> **RECORDS**

• • • • •

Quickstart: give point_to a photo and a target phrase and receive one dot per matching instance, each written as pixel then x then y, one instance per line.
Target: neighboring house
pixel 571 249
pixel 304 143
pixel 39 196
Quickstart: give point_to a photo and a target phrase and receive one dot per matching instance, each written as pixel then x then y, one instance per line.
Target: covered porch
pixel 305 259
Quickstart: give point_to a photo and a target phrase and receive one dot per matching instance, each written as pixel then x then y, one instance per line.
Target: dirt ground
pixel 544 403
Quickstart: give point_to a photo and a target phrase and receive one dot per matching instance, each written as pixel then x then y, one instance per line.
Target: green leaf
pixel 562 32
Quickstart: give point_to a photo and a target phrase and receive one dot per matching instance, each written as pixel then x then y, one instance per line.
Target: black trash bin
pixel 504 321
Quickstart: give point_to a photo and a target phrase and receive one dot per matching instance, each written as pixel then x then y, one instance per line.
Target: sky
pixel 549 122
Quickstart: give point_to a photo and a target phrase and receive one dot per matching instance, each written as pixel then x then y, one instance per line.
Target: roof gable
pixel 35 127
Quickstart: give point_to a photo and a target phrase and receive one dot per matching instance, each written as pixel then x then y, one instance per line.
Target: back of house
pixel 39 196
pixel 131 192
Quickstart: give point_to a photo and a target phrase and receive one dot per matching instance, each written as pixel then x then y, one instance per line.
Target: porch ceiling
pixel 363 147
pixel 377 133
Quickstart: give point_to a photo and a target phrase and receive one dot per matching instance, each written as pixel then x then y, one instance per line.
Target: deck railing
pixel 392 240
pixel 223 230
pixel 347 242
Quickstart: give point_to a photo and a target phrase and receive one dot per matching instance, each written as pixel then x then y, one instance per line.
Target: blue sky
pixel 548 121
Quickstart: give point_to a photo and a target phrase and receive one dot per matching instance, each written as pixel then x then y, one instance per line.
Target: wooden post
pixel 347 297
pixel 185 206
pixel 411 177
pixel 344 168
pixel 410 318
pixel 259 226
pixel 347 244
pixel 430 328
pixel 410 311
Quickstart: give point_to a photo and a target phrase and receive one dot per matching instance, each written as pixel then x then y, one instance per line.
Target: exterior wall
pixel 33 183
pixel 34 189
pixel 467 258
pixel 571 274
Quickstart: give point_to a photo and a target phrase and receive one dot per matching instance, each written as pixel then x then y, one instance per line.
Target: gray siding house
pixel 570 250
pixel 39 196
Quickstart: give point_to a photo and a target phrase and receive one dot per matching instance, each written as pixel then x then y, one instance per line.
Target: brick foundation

• • • • •

In the material above, find the line with "Target: deck railing"; then retype it and every line after it through the last, exactly as written.

Target: deck railing
pixel 392 240
pixel 223 230
pixel 347 242
Quickstart: give point_to a photo and a target phrase and receive one dot per matching instance, each written as pixel then x then y, one instance per line.
Target: blue sky
pixel 548 121
Quickstart: give point_to a photo and a target phrase and receive one dot per matching instance, each written as pixel then x then y, one instance per line.
Target: wooden post
pixel 347 297
pixel 185 206
pixel 411 177
pixel 344 168
pixel 410 318
pixel 259 226
pixel 347 244
pixel 430 328
pixel 410 311
Quickstart: give point_to a photo and a target phrase and receive one dot per matching instance, each written as pixel then x then y, one instance per line.
Target: exterior wall
pixel 33 183
pixel 34 189
pixel 467 258
pixel 571 274
Quickstart: give point_to a photo and a target phrase and receive one dot per matching instance, each written as pixel then x then y, one instance per line.
Target: gray siding house
pixel 570 250
pixel 39 196
Quickstart: give point_to a photo and a target phrase and receive one dot per matching instance, each written as pixel then x then y, one instance per line.
Target: brick foundation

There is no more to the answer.